PROMPT — Line by line, restate the material exactly.
++++++++
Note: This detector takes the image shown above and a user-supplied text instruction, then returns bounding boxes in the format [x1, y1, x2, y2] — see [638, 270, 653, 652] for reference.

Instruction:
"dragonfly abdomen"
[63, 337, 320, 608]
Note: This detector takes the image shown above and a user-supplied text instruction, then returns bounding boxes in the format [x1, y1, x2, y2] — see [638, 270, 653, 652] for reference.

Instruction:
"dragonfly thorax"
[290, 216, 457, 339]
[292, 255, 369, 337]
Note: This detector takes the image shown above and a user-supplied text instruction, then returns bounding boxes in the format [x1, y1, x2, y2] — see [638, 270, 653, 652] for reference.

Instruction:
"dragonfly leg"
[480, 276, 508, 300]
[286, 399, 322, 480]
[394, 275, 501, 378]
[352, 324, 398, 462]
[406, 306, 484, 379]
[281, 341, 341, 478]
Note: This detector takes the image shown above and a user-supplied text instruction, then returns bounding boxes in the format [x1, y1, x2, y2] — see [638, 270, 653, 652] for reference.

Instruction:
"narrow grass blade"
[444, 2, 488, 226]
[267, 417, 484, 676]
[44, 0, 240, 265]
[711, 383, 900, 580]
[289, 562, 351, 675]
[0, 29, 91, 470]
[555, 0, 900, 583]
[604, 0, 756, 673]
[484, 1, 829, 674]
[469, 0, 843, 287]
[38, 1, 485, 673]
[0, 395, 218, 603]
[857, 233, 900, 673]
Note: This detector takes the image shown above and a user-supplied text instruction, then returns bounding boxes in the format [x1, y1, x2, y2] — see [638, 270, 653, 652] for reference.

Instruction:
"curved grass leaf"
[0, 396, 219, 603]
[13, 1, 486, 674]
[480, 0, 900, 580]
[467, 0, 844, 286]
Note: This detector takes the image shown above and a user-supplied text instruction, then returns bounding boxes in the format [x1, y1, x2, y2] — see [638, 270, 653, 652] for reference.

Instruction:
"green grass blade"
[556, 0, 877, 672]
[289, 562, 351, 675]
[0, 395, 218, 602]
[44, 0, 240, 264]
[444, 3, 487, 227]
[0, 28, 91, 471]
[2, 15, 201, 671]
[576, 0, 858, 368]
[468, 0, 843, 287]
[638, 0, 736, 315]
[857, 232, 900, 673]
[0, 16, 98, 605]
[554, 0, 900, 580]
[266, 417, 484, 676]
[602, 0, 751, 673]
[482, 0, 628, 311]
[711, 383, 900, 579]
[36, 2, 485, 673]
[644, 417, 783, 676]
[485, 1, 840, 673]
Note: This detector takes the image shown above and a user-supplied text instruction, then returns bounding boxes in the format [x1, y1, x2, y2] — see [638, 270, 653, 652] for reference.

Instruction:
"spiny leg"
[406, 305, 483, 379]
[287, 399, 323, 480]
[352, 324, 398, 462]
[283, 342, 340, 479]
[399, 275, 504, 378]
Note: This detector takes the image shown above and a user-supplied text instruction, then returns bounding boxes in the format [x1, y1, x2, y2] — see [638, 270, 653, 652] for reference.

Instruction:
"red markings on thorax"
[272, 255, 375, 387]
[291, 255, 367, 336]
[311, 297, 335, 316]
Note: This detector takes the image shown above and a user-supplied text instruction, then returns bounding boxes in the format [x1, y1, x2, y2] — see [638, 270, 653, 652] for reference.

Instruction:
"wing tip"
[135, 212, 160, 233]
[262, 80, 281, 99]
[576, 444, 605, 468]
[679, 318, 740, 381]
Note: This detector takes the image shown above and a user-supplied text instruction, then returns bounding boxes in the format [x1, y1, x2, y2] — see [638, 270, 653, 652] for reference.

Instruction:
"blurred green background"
++++++++
SOLVED PROBLEM —
Note: This detector takes the image shown above and a user-supplied text instruction, then returns bounding boxes in the format [x1, y1, x2, y2] — see [638, 270, 653, 652] for reference.

Instruction:
"dragonfly abdomen"
[63, 337, 320, 608]
Note: This detector takes the image shown above and a user-supplied text instruction, then returns bounding boxes in the format [x1, y1, x2, y2] — see [638, 270, 653, 652] for reference.

Instruction:
"dragonfly thorax"
[290, 216, 457, 339]
[292, 255, 369, 337]
Note: This detector takes the image shown above and a user-supplied text instruction, then returns bounding boxes in the format [x1, y1, x2, y2] — see [638, 270, 653, 652] for reference.

Instruction:
"dragonfly leg"
[480, 276, 508, 300]
[286, 399, 322, 480]
[394, 275, 501, 378]
[352, 324, 398, 462]
[406, 306, 484, 379]
[281, 341, 341, 478]
Note: This detector takes the image shown above and a user-supplied text instruction, then returns bounding boxes in the format [x1, y1, x2, y2] — see [638, 270, 653, 652] for reference.

Instruction:
"narrow grass blade"
[444, 2, 488, 226]
[267, 417, 484, 676]
[44, 0, 240, 265]
[711, 383, 900, 580]
[289, 562, 351, 675]
[0, 29, 91, 470]
[555, 0, 900, 583]
[604, 0, 756, 673]
[484, 1, 829, 674]
[469, 0, 843, 287]
[38, 1, 485, 673]
[0, 395, 218, 603]
[857, 233, 900, 673]
Note: This detector takes the image shown above and a user-supplied text instruction, then returns bounding boxes in the format [x1, y1, x2, y2] — see [638, 270, 653, 652] for reference.

Instruction:
"curved grass leaf"
[0, 396, 219, 603]
[13, 1, 486, 674]
[480, 0, 900, 580]
[467, 0, 844, 286]
Note: This detector takes the image shown above and a user-supplied text instruction, then returns bounding boxes in the format [x1, y1, x2, y2] — see [638, 270, 653, 652] for reference.

Instruction:
"green grass blade"
[556, 0, 877, 672]
[289, 562, 351, 675]
[0, 395, 218, 602]
[44, 0, 240, 264]
[444, 3, 487, 227]
[0, 28, 91, 471]
[2, 15, 201, 671]
[576, 0, 858, 368]
[468, 0, 843, 287]
[638, 0, 736, 315]
[857, 232, 900, 673]
[0, 16, 98, 605]
[554, 0, 900, 580]
[266, 417, 484, 676]
[602, 0, 751, 673]
[482, 0, 628, 311]
[711, 383, 900, 579]
[36, 2, 485, 673]
[644, 417, 783, 676]
[485, 1, 840, 673]
Note: This detector takes the image shown above and a user-supplied text instruction, then returns bounding boxes in the format [x1, y1, x2, y2] — see [638, 270, 653, 652] for reference.

Instruction:
"spiny leg"
[406, 305, 483, 379]
[287, 399, 323, 480]
[352, 324, 398, 462]
[283, 342, 340, 479]
[399, 275, 504, 378]
Note: This detector takes the image shown above and a user-supplied text instruction, then returns bounding boxes in the format [x1, y1, x2, y2] — see [638, 270, 653, 652] for reference.

Instruction:
"red markings on thorax"
[272, 255, 375, 387]
[291, 255, 367, 336]
[311, 297, 335, 316]
Note: This detector takes the image shown above and a user-supplied text instruction, then returns bounding boxes in the format [x1, y1, x2, y2] — see [638, 270, 653, 652] for reference.

Instruction:
"wing tip"
[135, 212, 160, 233]
[262, 80, 281, 99]
[576, 444, 605, 468]
[679, 318, 740, 381]
Note: This detector takes the image shown above and a user-supplied text instruction, then returns bounding boxes in the format [x1, y1, x2, y2] — see [638, 270, 653, 652] for reference.

Instruction:
"blurred green background"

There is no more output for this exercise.